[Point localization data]
━━━━━━━━━━

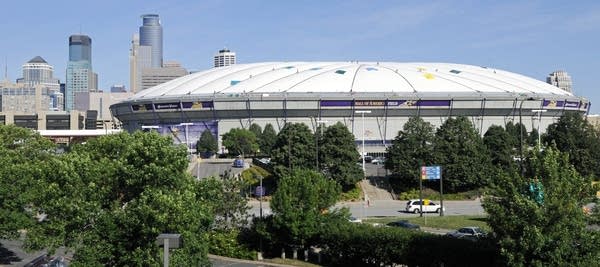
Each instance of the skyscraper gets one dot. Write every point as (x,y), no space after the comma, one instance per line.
(80,48)
(151,35)
(561,79)
(145,51)
(224,58)
(80,77)
(37,72)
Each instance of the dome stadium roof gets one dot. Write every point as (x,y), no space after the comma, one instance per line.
(353,77)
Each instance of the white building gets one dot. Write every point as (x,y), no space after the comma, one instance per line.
(224,58)
(155,76)
(382,96)
(561,79)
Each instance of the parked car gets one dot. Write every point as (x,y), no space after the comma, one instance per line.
(238,163)
(404,224)
(378,160)
(470,233)
(354,220)
(414,205)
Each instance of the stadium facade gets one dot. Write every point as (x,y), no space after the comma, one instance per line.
(387,94)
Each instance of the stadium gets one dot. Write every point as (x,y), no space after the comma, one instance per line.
(373,99)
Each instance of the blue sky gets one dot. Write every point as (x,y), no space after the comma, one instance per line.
(532,38)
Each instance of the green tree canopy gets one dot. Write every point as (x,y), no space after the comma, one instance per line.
(294,148)
(460,151)
(412,148)
(498,143)
(225,201)
(109,199)
(338,155)
(574,135)
(547,229)
(207,144)
(300,206)
(240,142)
(21,151)
(268,139)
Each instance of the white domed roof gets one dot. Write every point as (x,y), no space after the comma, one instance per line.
(353,77)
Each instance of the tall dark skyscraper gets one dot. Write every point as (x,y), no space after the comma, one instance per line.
(80,77)
(151,35)
(80,48)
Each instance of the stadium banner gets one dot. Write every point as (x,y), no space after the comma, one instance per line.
(382,103)
(173,106)
(560,104)
(572,104)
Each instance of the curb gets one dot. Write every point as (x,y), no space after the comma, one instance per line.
(259,263)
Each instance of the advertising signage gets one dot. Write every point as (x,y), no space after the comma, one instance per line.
(172,106)
(563,103)
(431,172)
(382,103)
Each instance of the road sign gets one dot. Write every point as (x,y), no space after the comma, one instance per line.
(431,172)
(259,191)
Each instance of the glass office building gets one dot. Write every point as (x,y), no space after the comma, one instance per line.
(151,35)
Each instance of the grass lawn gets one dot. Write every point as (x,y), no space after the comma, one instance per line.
(445,222)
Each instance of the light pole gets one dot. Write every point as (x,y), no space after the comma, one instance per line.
(539,112)
(187,143)
(521,135)
(317,141)
(261,192)
(362,113)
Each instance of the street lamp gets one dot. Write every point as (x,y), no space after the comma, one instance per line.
(168,241)
(317,141)
(539,112)
(362,113)
(187,143)
(521,135)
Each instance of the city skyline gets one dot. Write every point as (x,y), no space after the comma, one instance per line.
(533,38)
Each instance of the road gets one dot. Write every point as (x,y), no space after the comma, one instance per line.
(215,167)
(392,208)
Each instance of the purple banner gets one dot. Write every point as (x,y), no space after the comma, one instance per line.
(336,103)
(381,103)
(433,103)
(554,103)
(572,104)
(173,106)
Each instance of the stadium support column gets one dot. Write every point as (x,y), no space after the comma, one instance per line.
(521,135)
(362,113)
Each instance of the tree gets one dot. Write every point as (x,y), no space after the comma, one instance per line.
(240,142)
(108,200)
(498,143)
(574,135)
(300,206)
(518,134)
(547,228)
(255,128)
(21,150)
(207,144)
(412,148)
(225,201)
(294,148)
(268,139)
(338,155)
(460,151)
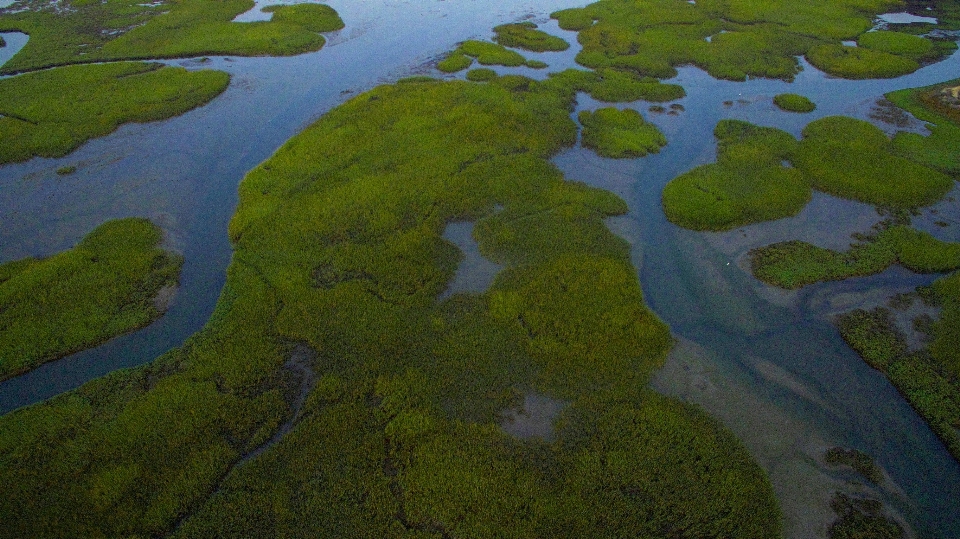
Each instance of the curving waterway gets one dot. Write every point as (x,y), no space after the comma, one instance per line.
(767,363)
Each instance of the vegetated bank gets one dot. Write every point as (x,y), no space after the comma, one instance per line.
(105,286)
(338,246)
(77,31)
(929,377)
(51,113)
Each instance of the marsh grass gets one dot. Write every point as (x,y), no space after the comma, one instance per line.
(747,184)
(793,264)
(101,288)
(794,103)
(620,133)
(51,113)
(854,159)
(78,31)
(338,245)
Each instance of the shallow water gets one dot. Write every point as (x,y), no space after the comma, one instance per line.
(767,363)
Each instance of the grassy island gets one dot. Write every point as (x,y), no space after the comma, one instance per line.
(338,245)
(747,184)
(79,31)
(51,113)
(620,133)
(103,287)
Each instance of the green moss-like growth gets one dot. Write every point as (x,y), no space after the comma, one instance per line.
(793,264)
(854,159)
(940,108)
(103,287)
(482,74)
(455,61)
(794,103)
(53,112)
(859,62)
(338,245)
(856,459)
(620,133)
(928,378)
(747,184)
(80,31)
(897,43)
(525,36)
(862,518)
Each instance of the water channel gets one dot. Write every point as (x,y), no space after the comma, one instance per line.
(769,364)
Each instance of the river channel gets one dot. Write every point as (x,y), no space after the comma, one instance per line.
(769,364)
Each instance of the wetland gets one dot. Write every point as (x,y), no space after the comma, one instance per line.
(417,300)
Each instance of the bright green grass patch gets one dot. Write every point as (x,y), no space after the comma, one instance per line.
(525,36)
(103,287)
(75,31)
(853,159)
(338,245)
(859,62)
(793,264)
(928,378)
(620,133)
(897,43)
(51,113)
(747,184)
(794,103)
(937,106)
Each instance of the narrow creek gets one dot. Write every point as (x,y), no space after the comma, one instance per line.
(768,364)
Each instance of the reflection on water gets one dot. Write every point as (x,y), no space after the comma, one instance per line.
(475,273)
(768,364)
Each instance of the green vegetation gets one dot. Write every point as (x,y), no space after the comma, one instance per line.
(747,184)
(940,108)
(51,113)
(525,36)
(794,103)
(928,378)
(859,62)
(856,459)
(792,264)
(81,31)
(103,287)
(733,39)
(338,245)
(620,133)
(854,159)
(862,518)
(897,43)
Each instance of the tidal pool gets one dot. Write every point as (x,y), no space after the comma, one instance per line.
(769,364)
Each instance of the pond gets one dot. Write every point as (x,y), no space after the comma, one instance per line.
(769,364)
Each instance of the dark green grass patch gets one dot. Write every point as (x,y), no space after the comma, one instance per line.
(78,31)
(338,245)
(747,184)
(103,287)
(793,264)
(51,113)
(853,159)
(525,36)
(937,106)
(794,103)
(620,133)
(859,62)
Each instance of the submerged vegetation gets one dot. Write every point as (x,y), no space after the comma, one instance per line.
(79,31)
(620,133)
(338,245)
(103,287)
(747,184)
(794,103)
(51,113)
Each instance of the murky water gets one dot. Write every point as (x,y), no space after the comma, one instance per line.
(767,363)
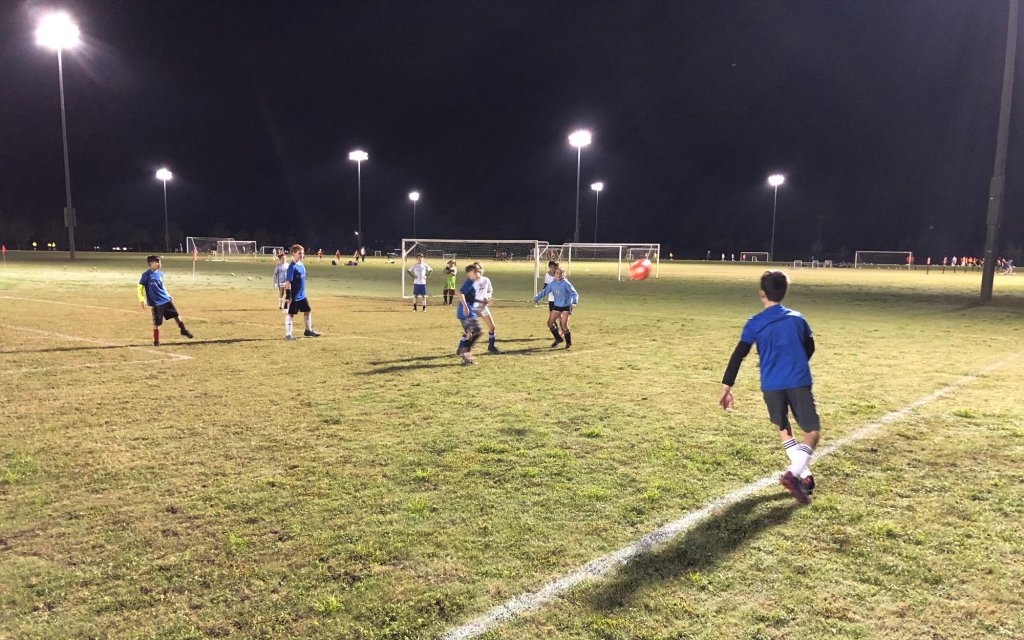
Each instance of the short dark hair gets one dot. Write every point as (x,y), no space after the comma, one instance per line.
(774,284)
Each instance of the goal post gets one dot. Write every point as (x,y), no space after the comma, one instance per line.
(511,264)
(229,248)
(883,259)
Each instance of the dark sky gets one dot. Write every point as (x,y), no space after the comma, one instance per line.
(882,115)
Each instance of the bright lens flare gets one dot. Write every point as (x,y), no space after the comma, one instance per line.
(56,32)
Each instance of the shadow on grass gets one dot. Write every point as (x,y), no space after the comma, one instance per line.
(101,347)
(697,552)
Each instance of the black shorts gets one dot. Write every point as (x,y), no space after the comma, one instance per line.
(801,400)
(299,306)
(162,312)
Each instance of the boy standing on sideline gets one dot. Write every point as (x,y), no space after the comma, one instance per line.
(419,271)
(451,271)
(484,292)
(784,347)
(152,293)
(565,299)
(280,278)
(466,315)
(296,286)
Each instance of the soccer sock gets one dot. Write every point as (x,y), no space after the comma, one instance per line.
(800,459)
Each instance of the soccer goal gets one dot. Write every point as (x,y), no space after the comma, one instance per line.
(204,246)
(883,259)
(511,264)
(621,255)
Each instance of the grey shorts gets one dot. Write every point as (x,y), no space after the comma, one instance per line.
(801,400)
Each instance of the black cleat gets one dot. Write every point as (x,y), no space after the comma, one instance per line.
(795,486)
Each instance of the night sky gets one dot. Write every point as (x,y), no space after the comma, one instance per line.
(881,114)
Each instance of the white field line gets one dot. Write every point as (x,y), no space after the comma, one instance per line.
(605,564)
(166,355)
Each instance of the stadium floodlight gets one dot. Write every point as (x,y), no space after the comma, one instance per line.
(58,32)
(164,174)
(774,180)
(358,157)
(415,197)
(579,139)
(597,187)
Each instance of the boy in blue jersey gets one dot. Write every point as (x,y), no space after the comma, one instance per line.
(784,347)
(295,284)
(152,293)
(563,301)
(466,314)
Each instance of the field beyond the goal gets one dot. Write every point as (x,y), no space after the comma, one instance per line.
(365,485)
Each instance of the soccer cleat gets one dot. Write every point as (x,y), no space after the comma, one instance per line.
(795,486)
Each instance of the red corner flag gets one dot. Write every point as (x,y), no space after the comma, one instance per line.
(640,269)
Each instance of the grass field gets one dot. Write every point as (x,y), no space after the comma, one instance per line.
(364,485)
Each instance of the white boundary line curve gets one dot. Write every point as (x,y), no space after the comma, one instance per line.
(600,567)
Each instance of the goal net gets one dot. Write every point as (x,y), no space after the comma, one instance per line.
(202,245)
(884,259)
(512,265)
(620,255)
(229,248)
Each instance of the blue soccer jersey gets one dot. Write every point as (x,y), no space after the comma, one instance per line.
(468,289)
(780,335)
(153,282)
(297,275)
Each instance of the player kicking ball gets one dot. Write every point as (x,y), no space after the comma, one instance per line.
(152,292)
(565,299)
(295,284)
(784,346)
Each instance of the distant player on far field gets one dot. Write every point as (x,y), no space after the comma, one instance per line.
(280,278)
(419,271)
(296,286)
(152,293)
(784,346)
(561,307)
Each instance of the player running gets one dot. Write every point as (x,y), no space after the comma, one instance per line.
(296,286)
(565,299)
(484,293)
(152,293)
(784,347)
(419,271)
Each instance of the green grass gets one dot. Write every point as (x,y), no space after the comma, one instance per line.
(364,485)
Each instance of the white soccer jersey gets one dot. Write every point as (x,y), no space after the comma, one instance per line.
(483,291)
(548,279)
(420,272)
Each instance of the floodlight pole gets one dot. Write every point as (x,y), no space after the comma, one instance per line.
(996,186)
(69,212)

━━━━━━━━━━

## HOW TO COMPLETE THIS TASK
Copy out exactly the lines running from the line with "Each instance of the white soccer" to the end of the records, inclusive.

## WORKED SOLUTION
Each instance of the white soccer jersey gets one dot. Write every point as (x,y), no space after the comma, one instance per line.
(483,291)
(548,279)
(420,272)
Each instance of the floodlight pole gets one dot. Write every point as (x,y), no space after the comma, one instance per line.
(996,186)
(69,212)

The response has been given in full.